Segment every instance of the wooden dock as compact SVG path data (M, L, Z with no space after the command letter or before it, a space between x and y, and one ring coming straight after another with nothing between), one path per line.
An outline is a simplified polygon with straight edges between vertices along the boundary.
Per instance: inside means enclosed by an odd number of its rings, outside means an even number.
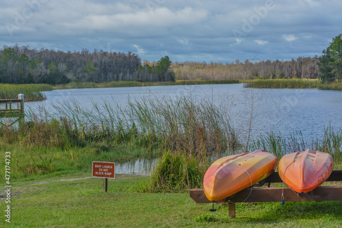
M342 181L342 170L333 170L326 181ZM228 199L217 203L228 204L228 216L235 218L235 203L254 202L285 202L342 201L342 186L319 186L306 194L298 194L287 187L269 187L271 183L282 181L278 172L274 173L263 181L254 185L252 190L248 188ZM262 187L268 184L268 187ZM190 189L190 197L197 203L212 203L207 199L202 188Z
M0 118L17 118L10 126L24 118L24 94L18 94L17 99L0 99ZM3 125L1 122L0 124Z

» **TASK OBJECTIVE**: Copy every line of the listing above word for word, leaving out the pictures.

» **RESPONSE**:
Segment every instance of the wooden dock as compact SVG path data (M, L, Z with no space after the command letter or before it, a space between x and y, and one ring coming straight after another with nothing between), one path per line.
An outline is a simplified polygon with straight edges between vertices along the boundary.
Per instance: inside means enclosed by an odd number of its rings, outside means an even number.
M342 181L342 170L333 170L326 181ZM228 199L217 203L228 204L228 216L235 218L235 203L254 202L285 202L342 201L342 186L319 186L306 194L298 194L287 187L269 187L271 183L282 181L278 172L274 173L263 181L254 185L252 190L248 188ZM262 187L268 184L268 187ZM190 189L190 197L197 203L212 203L207 199L202 188Z
M0 118L17 118L10 126L24 118L24 94L18 94L17 99L0 99ZM3 125L1 122L0 124Z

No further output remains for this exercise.